INPUT MATERIAL |
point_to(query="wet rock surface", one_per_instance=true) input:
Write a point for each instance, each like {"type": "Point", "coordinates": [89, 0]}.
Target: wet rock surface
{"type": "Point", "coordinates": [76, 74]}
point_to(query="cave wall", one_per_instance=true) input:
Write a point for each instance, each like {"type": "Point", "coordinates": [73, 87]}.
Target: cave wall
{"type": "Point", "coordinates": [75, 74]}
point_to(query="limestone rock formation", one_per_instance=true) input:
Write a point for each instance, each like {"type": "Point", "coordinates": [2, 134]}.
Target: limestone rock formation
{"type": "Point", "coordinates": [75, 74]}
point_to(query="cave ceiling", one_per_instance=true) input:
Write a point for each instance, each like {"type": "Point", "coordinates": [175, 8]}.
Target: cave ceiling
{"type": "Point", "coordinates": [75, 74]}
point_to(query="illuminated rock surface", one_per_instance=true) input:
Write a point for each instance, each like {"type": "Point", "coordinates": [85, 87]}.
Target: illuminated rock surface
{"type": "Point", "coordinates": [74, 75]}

THE PROBLEM |
Reproduce every line above without error.

COMPLETE ANSWER |
point_to(query="wet rock surface", one_per_instance=true) input:
Write a point for each instance, each like {"type": "Point", "coordinates": [89, 0]}.
Target: wet rock surface
{"type": "Point", "coordinates": [76, 74]}
point_to(query="cave wall", one_per_instance=true) input:
Write a point for each instance, each like {"type": "Point", "coordinates": [73, 87]}.
Target: cave wall
{"type": "Point", "coordinates": [75, 74]}
point_to(query="limestone rock formation", one_per_instance=true) input:
Write a point for each instance, each like {"type": "Point", "coordinates": [2, 134]}.
Target: limestone rock formation
{"type": "Point", "coordinates": [75, 74]}
point_to(query="cave ceiling", one_per_instance=true) input:
Write a point for each instance, each like {"type": "Point", "coordinates": [175, 8]}.
Target: cave ceiling
{"type": "Point", "coordinates": [75, 74]}
point_to(query="illuminated rock surface", one_per_instance=true) input:
Write a point for each instance, each like {"type": "Point", "coordinates": [85, 87]}.
Target: illuminated rock surface
{"type": "Point", "coordinates": [74, 75]}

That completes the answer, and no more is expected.